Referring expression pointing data
━━━━━━━━━━━━━━━━

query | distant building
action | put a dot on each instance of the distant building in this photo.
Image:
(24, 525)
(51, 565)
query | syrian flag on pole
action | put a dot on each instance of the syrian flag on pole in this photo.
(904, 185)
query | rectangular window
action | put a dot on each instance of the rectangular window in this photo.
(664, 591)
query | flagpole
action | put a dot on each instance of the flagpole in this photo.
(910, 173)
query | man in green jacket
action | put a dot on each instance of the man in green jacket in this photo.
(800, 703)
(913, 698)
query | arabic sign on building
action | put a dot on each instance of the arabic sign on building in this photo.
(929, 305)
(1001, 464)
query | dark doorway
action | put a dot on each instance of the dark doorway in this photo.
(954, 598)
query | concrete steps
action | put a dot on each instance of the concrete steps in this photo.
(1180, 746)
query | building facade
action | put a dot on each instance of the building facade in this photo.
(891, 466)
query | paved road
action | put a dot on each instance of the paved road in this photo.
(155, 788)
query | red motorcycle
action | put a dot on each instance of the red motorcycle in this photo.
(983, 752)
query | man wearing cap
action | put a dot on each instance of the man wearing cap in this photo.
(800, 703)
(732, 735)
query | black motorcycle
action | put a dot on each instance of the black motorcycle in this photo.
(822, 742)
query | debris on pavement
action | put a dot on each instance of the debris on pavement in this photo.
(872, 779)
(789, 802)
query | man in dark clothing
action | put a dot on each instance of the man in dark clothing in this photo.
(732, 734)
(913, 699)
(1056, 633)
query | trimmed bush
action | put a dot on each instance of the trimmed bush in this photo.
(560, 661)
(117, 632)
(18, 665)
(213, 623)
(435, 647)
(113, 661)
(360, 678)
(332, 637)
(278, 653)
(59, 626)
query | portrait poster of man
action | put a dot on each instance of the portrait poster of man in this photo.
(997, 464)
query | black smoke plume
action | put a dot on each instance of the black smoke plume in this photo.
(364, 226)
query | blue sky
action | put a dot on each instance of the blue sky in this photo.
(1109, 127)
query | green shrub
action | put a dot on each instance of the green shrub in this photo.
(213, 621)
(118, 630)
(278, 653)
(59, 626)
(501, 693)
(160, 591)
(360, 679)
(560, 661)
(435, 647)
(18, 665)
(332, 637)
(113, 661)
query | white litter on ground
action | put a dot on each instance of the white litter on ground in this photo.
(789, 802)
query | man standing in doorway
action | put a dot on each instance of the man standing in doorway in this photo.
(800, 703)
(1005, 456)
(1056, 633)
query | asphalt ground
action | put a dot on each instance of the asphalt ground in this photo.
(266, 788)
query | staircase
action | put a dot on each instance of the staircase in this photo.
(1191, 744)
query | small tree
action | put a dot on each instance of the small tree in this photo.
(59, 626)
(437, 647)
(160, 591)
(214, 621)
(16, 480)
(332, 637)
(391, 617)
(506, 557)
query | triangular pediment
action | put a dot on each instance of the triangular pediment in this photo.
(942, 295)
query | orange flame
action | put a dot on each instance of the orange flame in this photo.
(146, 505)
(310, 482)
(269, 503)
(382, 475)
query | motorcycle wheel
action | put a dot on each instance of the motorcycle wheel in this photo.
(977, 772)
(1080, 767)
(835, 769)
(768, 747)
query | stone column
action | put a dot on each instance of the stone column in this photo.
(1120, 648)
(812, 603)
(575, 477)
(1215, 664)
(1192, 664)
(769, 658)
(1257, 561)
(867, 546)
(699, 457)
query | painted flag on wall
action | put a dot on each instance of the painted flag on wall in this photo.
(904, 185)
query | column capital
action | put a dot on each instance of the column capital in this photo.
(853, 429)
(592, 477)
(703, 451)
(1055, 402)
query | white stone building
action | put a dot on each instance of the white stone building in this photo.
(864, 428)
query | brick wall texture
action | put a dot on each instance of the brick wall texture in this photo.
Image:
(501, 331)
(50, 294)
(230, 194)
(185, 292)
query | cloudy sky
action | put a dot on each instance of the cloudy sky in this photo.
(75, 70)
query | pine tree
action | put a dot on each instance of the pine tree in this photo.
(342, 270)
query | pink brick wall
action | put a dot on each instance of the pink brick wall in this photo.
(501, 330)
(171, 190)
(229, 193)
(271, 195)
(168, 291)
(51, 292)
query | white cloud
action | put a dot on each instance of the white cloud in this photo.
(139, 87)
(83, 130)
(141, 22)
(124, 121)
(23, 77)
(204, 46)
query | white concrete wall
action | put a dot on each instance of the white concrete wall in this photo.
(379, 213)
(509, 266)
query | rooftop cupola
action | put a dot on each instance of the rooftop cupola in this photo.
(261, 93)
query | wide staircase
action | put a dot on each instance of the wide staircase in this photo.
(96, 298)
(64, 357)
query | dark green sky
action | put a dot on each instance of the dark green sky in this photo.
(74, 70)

━━━━━━━━━━━━━━━━

TASK:
Each entry above has to be transcribed exactly as it appears.

EXPECTED ANSWER:
query | distant building
action | put a dot on each instance of the distant building in this photo.
Image:
(24, 525)
(51, 565)
query | syrian flag on pole
action | put a dot on each instance of the syrian flag on pole in this photo.
(904, 185)
query | rectangular window
action | put a dot on each instance of the rectangular window in this photo.
(664, 591)
query | flagpole
action | put a dot on each instance of the flagpole in this photo.
(910, 173)
query | man in green jacket
action | put a dot on each instance of the man in green jacket in this photo.
(800, 703)
(913, 698)
query | arabic sign on building
action | put a dot on each instance of the arabic sign on building in this photo.
(929, 305)
(1001, 464)
query | dark doorway
action | put a dot on each instance of the dark doorway in this photo.
(954, 598)
query | concrete steps
action | put a dot on each instance of the concrete steps in this photo.
(1180, 746)
query | building facade
action | put a dot on each instance of the building facade in this photo.
(891, 466)
query | paved road
action | put a dot on each instance of the paved road in this photo.
(155, 788)
query | red motorcycle
action | put a dot on each instance of the red motorcycle in this photo.
(983, 752)
query | man wearing cap
action | put a dot on each instance of the man wearing cap in this photo.
(800, 703)
(732, 735)
query | black motorcycle
action | put a dot on each instance of the black motorcycle in this photo.
(822, 742)
query | debris on pavement
action | put a dot on each instance of the debris on pavement in this photo.
(872, 779)
(789, 802)
query | man in dark clothing
action | put a dot on each instance of the man in dark clothing in this photo.
(732, 734)
(913, 699)
(1056, 633)
query | trimmed bush
action | put a dot on each instance of the trimmed bush in this photo.
(560, 661)
(117, 632)
(18, 665)
(213, 623)
(435, 647)
(113, 661)
(360, 678)
(332, 637)
(278, 653)
(59, 626)
query | portrait poster of man
action | put a dot on each instance of the portrait poster of man in this photo.
(997, 464)
query | black smoke plume
action | put a dot on each instance of the black smoke plume in this photo.
(364, 226)
query | blue sky
action | put a dot on each instance of the blue sky in this photo.
(1109, 127)
query | green shrub
action | put a dot on each instance of the green shrub in this photo.
(213, 621)
(118, 630)
(278, 653)
(59, 626)
(501, 693)
(160, 591)
(360, 679)
(560, 661)
(435, 647)
(18, 665)
(332, 637)
(113, 661)
query | white litter on ground
action | put a dot on each instance of the white litter on ground in this photo.
(789, 802)
query | man standing in doorway
action | put a dot on each instance of the man standing in doorway in this photo.
(800, 703)
(1005, 456)
(1056, 633)
query | asphalt ground
action | put a dot on each instance of the asphalt ground in this photo.
(266, 788)
query | staircase
action | put a dot on each instance of the staircase in this photo.
(1191, 744)
query | small tree
action | put a dot on each instance of the small tree in this photo.
(59, 626)
(437, 647)
(160, 591)
(214, 621)
(16, 480)
(332, 637)
(391, 617)
(506, 557)
query | triangular pediment
action | put a dot on each instance of the triangular pediment in this photo.
(942, 295)
query | orange flame
action | put a dot on each instance of the orange flame in this photo.
(146, 505)
(310, 482)
(269, 503)
(382, 475)
query | motorcycle wheel
action | put a dot on each instance of the motorcycle wheel in this photo.
(977, 772)
(1080, 767)
(835, 769)
(768, 747)
query | stone column
action | put a dot on each instance of the stone column in this photo.
(1120, 648)
(812, 603)
(575, 477)
(1215, 664)
(1192, 664)
(769, 658)
(1257, 561)
(867, 546)
(699, 457)
query | painted flag on wall
action | put a dot on each instance of the painted flag on wall in this photo.
(904, 185)
query | column capital
action | put a dot on each instance of the column capital in this photo.
(853, 429)
(592, 477)
(703, 451)
(1055, 402)
query | white stone building
action | put a dot on each instance of the white stone building in this photo.
(864, 428)
query | brick wall texture
action | put a dot on each instance of the brick wall texture in this photo.
Image:
(501, 331)
(50, 294)
(230, 194)
(185, 292)
query | cloudy sky
action | put a dot on each instance of the cloudy sky in this photo.
(75, 70)
query | pine tree
action | put a dot on each instance of the pine tree in this photo.
(342, 270)
query | pink brick wall
action | put a dot on each instance of the pink brick wall in this photo.
(501, 330)
(171, 190)
(229, 193)
(271, 195)
(168, 291)
(51, 292)
query | white cloud
action | put a dot on each instance of the white cloud in this photo.
(139, 87)
(83, 130)
(141, 22)
(124, 121)
(23, 77)
(204, 46)
query | white concrete wall
action | put a dot on each instance of the white concrete wall in this photo.
(379, 213)
(509, 266)
query | rooftop cupola
action | put a dot on each instance of the rooftop cupola in this photo.
(261, 93)
query | wide staircase
action | put a dot on each instance of the wide staircase in this photo.
(96, 298)
(64, 357)
query | dark green sky
action | put a dot on each instance of the dark green sky in this photo.
(74, 70)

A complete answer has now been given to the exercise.